=== Set exercise ===
Copy the lines below word for word, starting at the line that contains "If you would be willing to indicate the cobblestone" and ending at the line that contains "(777, 1013)", and reproduce only those lines.

=== Records supplied ===
===
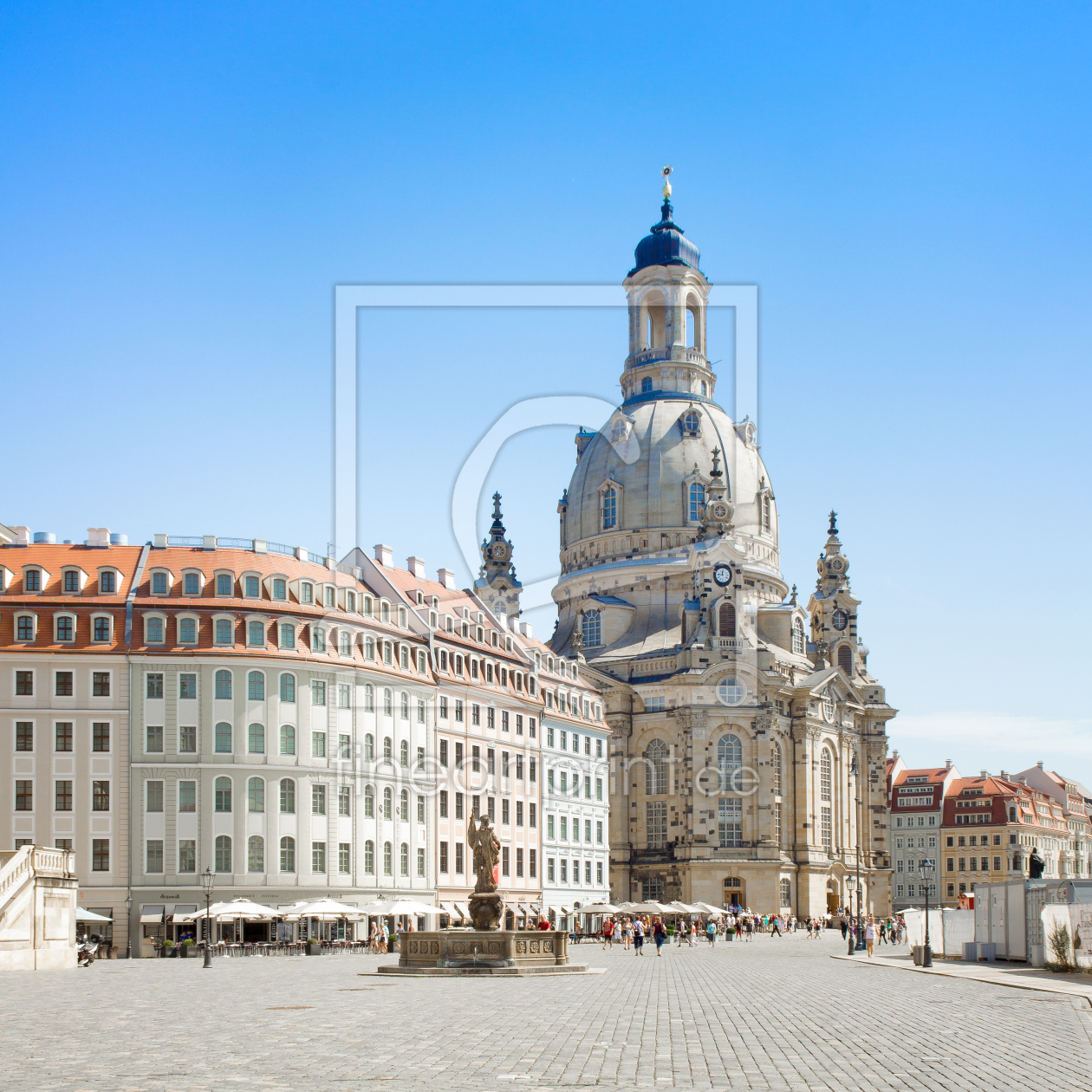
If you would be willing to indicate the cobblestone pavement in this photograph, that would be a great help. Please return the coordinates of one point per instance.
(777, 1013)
===
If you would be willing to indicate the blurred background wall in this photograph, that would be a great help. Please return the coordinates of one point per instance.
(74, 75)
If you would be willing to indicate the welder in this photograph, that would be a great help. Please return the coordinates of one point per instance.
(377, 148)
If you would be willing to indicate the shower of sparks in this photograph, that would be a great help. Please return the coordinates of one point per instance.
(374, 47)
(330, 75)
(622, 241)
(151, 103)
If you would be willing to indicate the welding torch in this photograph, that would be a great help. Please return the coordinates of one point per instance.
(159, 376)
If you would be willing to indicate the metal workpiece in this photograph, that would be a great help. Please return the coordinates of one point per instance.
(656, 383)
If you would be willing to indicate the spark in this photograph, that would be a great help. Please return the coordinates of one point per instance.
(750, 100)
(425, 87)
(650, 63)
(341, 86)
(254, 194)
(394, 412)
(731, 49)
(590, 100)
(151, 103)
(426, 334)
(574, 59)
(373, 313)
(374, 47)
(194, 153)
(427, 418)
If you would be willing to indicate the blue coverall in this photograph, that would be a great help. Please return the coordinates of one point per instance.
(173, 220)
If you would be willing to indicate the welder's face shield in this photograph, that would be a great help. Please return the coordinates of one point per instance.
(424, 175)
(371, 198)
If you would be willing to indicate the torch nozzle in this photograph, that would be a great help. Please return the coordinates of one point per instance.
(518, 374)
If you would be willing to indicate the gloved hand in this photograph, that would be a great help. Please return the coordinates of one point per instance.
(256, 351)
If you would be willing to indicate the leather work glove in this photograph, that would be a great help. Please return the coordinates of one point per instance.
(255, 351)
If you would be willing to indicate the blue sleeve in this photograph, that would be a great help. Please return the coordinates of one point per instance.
===
=== Final result ===
If you would be willing to indicate the cobblestone pavement in this photograph, that would be a great help. Please return the coordinates of one point per instance.
(777, 1013)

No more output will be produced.